*Exercise requirements*
Print the rows from their first line through the line containing "box: [635, 176, 2352, 1403]", both ends included. Copy each line character for character and output nothing else.

*Records for processing*
◇ ◇ ◇ ◇
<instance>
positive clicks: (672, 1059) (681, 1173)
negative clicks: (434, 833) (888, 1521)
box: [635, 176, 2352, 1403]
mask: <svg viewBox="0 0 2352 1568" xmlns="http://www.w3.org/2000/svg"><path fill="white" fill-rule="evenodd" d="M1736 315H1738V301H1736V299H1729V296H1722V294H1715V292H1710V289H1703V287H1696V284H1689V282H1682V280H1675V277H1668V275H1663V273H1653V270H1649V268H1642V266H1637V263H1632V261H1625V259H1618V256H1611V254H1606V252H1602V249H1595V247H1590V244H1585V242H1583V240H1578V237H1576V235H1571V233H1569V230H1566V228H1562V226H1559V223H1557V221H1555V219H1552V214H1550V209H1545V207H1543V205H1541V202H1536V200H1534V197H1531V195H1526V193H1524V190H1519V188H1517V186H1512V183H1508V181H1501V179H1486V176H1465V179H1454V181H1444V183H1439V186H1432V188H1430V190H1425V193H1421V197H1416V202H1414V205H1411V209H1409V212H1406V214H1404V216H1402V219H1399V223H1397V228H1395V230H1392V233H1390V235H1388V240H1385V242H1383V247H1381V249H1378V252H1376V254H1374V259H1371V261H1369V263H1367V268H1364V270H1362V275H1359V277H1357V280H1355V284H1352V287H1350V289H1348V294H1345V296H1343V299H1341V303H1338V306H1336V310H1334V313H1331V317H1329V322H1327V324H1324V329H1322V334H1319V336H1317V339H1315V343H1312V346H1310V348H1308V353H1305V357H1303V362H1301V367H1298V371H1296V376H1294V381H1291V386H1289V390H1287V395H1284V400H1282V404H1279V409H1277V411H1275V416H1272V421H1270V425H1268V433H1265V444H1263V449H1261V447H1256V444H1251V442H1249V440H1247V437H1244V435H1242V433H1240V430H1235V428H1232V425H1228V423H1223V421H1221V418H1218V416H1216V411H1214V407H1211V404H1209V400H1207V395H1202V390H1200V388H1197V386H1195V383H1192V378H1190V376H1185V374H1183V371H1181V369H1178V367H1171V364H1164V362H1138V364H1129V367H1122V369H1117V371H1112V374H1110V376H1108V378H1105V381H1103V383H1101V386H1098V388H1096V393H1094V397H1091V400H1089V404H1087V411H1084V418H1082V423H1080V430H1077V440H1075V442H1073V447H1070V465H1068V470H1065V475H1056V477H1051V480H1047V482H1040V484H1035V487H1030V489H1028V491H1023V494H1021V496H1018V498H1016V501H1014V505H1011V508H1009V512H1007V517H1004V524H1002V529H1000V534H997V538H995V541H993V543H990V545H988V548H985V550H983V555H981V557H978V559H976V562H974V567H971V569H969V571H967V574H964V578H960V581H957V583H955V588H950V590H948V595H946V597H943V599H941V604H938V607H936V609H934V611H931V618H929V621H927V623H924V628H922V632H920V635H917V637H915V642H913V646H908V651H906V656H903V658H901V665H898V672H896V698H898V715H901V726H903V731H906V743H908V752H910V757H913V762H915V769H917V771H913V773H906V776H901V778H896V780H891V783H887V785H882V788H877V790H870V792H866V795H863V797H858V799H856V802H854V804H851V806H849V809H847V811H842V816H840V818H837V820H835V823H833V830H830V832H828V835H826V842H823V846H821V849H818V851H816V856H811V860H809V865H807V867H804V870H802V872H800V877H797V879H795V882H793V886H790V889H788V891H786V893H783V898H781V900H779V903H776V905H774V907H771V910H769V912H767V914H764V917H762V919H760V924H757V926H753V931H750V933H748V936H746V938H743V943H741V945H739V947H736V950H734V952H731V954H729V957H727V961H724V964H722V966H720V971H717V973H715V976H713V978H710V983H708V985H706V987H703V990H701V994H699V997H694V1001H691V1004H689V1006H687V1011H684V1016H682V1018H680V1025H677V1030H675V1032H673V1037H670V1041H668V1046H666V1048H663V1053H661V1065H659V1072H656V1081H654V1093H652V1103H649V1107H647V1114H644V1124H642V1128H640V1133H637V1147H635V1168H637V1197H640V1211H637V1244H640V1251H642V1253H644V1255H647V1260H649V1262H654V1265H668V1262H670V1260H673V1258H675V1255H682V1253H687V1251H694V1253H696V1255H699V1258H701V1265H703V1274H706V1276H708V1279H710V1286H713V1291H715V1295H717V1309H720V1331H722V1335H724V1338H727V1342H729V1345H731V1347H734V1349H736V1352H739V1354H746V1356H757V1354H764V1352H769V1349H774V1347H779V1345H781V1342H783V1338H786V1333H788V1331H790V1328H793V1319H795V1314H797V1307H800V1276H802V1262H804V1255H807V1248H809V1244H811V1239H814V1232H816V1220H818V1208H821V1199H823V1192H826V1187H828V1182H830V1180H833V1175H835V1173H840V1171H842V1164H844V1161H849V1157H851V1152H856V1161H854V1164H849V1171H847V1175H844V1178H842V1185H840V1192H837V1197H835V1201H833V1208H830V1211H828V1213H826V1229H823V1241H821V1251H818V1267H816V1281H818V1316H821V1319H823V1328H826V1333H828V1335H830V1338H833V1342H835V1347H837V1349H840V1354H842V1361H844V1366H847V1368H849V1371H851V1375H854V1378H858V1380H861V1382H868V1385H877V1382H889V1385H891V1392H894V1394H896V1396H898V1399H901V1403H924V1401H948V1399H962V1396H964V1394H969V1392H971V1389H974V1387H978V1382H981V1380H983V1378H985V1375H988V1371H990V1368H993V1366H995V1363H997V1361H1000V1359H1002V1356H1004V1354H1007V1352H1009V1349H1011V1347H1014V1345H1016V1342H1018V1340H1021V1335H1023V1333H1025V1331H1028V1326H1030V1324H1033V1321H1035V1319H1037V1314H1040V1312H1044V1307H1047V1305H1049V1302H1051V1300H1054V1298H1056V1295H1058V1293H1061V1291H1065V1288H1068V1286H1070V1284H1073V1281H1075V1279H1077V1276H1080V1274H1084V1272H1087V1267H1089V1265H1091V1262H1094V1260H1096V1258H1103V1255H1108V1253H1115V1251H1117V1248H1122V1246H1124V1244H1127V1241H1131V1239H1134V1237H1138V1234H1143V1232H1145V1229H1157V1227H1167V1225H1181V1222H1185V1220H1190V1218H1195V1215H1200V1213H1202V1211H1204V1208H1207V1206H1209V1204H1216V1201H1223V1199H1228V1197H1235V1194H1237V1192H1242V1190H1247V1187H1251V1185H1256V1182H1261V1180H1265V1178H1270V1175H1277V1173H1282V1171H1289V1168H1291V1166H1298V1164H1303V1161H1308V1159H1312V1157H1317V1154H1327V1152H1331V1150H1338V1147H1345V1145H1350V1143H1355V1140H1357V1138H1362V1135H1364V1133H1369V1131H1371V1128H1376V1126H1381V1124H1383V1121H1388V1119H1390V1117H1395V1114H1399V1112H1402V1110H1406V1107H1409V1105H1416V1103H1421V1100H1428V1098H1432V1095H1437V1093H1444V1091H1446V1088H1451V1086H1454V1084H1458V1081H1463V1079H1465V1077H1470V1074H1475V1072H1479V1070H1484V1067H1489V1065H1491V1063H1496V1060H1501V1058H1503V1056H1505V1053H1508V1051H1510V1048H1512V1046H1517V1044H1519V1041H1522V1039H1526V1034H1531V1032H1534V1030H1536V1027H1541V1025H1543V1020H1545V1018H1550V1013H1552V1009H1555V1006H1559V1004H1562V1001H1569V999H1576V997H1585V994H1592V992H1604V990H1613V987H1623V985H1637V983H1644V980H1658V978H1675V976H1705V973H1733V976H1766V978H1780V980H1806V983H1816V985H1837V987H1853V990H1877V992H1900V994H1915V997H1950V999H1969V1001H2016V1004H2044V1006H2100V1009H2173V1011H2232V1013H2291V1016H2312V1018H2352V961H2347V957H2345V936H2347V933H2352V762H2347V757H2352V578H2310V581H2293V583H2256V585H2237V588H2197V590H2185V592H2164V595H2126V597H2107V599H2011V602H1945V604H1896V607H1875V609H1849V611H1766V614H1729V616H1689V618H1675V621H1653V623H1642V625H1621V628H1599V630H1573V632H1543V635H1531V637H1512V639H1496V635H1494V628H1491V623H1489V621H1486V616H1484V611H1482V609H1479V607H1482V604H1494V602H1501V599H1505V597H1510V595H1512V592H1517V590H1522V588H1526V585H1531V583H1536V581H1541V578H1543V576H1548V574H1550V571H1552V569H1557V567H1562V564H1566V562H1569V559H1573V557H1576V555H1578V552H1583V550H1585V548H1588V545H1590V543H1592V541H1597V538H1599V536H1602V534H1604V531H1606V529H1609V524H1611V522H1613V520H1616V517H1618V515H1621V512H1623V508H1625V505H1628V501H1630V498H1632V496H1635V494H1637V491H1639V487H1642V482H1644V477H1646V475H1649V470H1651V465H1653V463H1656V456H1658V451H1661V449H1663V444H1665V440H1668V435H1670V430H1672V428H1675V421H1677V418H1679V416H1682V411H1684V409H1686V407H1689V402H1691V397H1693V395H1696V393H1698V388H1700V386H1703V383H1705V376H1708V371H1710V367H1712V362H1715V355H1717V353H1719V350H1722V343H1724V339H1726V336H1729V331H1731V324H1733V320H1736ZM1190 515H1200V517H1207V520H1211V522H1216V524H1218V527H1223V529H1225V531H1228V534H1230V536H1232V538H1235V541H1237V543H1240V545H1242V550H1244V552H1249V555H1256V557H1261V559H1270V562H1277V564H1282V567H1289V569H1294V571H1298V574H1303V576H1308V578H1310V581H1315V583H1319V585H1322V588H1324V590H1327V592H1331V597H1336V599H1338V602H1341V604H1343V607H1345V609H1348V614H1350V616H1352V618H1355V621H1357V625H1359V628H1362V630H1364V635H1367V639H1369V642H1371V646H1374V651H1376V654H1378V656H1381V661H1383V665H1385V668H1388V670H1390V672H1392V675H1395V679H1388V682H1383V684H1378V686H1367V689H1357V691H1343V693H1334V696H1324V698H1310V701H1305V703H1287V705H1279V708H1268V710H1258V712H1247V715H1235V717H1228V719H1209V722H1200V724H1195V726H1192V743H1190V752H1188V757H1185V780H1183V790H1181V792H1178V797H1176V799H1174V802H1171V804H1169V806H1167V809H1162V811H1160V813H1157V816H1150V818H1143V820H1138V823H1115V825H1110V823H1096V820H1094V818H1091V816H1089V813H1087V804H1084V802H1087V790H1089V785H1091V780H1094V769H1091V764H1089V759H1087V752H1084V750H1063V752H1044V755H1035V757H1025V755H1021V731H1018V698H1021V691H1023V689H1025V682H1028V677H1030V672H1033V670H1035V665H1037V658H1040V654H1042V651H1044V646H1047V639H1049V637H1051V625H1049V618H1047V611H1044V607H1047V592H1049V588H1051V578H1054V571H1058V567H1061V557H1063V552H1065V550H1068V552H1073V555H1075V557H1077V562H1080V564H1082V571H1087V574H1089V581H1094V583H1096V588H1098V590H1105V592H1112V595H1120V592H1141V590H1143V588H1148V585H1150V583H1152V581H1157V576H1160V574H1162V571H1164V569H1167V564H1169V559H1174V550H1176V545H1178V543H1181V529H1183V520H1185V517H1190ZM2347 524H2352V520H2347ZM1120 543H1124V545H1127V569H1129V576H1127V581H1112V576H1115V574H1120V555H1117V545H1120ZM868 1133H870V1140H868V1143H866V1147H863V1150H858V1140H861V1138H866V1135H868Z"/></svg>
◇ ◇ ◇ ◇
*Response to this task*
<instance>
positive clicks: (672, 1059) (681, 1173)
negative clicks: (434, 833) (888, 1521)
box: [635, 176, 2352, 1403]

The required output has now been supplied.